[Data records]
=== Section Start ===

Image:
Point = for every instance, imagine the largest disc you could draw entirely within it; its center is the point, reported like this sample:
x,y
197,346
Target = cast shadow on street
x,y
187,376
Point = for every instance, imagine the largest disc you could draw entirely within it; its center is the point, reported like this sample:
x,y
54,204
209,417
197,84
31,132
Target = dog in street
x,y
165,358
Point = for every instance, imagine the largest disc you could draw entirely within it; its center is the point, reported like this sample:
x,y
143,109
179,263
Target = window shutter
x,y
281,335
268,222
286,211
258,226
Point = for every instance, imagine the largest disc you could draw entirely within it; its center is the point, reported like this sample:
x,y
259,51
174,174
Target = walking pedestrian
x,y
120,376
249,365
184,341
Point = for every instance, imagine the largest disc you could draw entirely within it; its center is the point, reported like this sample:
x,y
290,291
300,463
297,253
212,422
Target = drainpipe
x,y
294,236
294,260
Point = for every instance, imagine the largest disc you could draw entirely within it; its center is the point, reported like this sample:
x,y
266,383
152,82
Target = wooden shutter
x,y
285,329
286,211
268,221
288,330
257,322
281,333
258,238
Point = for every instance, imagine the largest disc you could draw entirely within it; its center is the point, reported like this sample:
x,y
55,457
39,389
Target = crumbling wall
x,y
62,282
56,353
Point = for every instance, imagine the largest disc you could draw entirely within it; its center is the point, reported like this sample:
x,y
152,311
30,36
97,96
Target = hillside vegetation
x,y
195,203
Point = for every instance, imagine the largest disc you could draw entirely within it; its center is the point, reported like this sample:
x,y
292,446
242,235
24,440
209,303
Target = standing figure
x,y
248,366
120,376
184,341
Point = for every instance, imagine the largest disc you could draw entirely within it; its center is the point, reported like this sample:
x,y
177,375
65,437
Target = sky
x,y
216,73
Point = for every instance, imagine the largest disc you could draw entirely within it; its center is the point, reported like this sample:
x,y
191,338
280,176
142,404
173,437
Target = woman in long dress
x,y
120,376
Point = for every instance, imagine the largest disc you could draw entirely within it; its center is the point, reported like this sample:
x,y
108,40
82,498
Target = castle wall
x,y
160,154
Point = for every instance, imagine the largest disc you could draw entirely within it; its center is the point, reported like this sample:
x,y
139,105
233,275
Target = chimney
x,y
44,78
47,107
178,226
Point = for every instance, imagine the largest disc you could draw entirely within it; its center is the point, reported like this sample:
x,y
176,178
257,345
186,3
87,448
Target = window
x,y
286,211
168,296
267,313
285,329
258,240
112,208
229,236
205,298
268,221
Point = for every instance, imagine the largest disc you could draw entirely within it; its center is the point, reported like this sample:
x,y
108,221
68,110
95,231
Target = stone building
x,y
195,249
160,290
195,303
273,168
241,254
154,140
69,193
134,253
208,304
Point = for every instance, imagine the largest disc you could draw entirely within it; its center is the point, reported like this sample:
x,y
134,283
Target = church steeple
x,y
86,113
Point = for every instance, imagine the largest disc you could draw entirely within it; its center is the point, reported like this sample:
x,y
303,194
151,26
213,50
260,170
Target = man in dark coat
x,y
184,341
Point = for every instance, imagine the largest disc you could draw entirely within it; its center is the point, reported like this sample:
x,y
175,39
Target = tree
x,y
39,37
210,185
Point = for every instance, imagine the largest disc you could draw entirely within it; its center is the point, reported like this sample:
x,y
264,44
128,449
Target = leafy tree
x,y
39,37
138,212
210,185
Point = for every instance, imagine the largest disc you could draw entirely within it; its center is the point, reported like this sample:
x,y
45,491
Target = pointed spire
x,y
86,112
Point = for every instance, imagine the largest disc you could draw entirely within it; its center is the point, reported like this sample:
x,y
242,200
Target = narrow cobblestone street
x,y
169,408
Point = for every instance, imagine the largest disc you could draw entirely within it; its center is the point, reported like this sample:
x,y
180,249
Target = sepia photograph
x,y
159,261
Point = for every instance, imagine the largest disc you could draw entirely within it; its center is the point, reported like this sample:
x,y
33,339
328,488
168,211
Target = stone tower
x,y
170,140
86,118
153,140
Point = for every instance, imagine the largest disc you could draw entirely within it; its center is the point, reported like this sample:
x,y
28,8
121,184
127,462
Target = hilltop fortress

=== Section End ===

> [Your assignment]
Could you restate every record above word for word?

> [Solution to this task]
Image:
Point = for every instance, imagine the largest disc you could draw entirely within it; its center is the point, reported like this sample:
x,y
197,346
Target = cast shadow on street
x,y
187,376
Point = for every instance, imagine the largest disc you could draw entirely within it; its center is the point, reported like this sample:
x,y
54,204
209,417
197,84
31,132
Target = dog in street
x,y
165,358
Point = for every instance, imagine the largest disc you could draw entirely within it; its center is the point, reported like this sample:
x,y
143,109
179,263
Target = window shutter
x,y
281,335
268,222
286,211
258,226
Point = for every instance, imagine the largest disc you could draw entirely within it; its center is the point, reported like this sample:
x,y
259,51
174,174
Target = walking pedestrian
x,y
120,376
249,365
184,341
Point = for every instance, imagine the largest disc you could draw entirely within it; its center is the point, reported like this sample:
x,y
290,291
300,463
297,253
212,422
Target = drainpipe
x,y
294,236
294,260
Point = for every instance, imagine the largest disc you could draw entirely within it; its center is the point, reported like this sample:
x,y
266,383
152,82
Target = wooden shutter
x,y
285,329
286,211
268,221
288,330
257,322
281,333
258,238
Point = for every instance, imagine the largest disc you could draw entirely within it; its center is the point, reported like this sample:
x,y
55,457
39,389
Target = crumbling wall
x,y
62,282
56,353
Point = for every instance, imagine the largest disc you could draw entirely within it; its center is the point, reported like this sample:
x,y
152,311
30,36
97,96
Target = hillside vegetation
x,y
195,203
Point = for every instance, imagine the largest disc you could draw entirely within it; its center is the point, reported like this sample:
x,y
292,446
242,235
24,440
209,303
Target = standing figure
x,y
248,366
120,376
184,341
Point = for every instance, imagine the largest disc you could draw entirely within it; its center is the point, reported like this sample:
x,y
177,375
65,437
Target = sky
x,y
216,73
Point = for every instance, imagine the largest disc you could draw entirely within it; its center is the point, reported like this sample:
x,y
191,338
280,176
142,404
173,437
Target = woman in long dress
x,y
120,376
Point = for every instance, imagine the largest disc you could draw entirely within it; its center is the point, reported like this sample:
x,y
108,40
82,498
Target = castle wall
x,y
160,154
Point = for every instance, imagine the largest disc you could draw entirely within it; its center is the point, reported like this sample:
x,y
139,105
233,275
Target = chimney
x,y
44,78
47,107
178,226
Point = for every instance, imagine the largest disc you could draw entirely within it; its center is the point, reported like this sample:
x,y
176,178
257,345
186,3
87,448
Target = window
x,y
286,211
168,296
267,313
285,329
258,240
112,208
229,236
205,298
268,221
Point = for every instance, imagine the largest disc you could draw entirely within it; its center is the point, reported like this sample:
x,y
108,221
68,110
95,231
Target = stone building
x,y
195,249
160,290
195,303
273,168
241,254
154,140
69,193
134,253
208,304
Point = for every instance, imagine the largest disc you could draw entirely within it; its center is the point, reported like this sample:
x,y
134,283
Target = church steeple
x,y
86,113
Point = for every instance, imagine the largest disc you could draw entirely within it; its center is the point, reported like this sample:
x,y
303,194
151,26
213,50
260,170
Target = man in dark coat
x,y
184,341
Point = for every instance, imagine the largest disc you could draw entirely within it; its center is the point, reported like this sample:
x,y
175,39
Target = tree
x,y
39,37
210,185
Point = for every instance, imagine the largest disc you could draw entirely within it; its center is the point, reported like this sample:
x,y
264,44
128,449
Target = leafy tree
x,y
39,37
138,212
210,185
Point = for every instance, imagine the largest disc you could draw entirely within it; its center is the point, reported like this sample:
x,y
45,491
Target = pointed spire
x,y
86,112
Point = for every instance, imagine the largest disc you could draw entirely within it; its center is the point, reported like this sample:
x,y
242,200
Target = narrow cobblestone street
x,y
169,408
Point = for every instance, imagine the largest disc you could draw entirely within it; its center is the point, reported like this sample:
x,y
180,249
Target = sepia photograph
x,y
159,261
Point = for every instance, imagine the largest disc you could draw entirely within it; its center is the point, reported like this sample:
x,y
33,339
328,488
168,211
Target = stone tower
x,y
170,140
86,118
153,140
Point = for every instance, imagine the largest disc you could draw entirely within it; its center is the point, reported like this sample:
x,y
28,8
121,184
127,462
Target = hilltop fortress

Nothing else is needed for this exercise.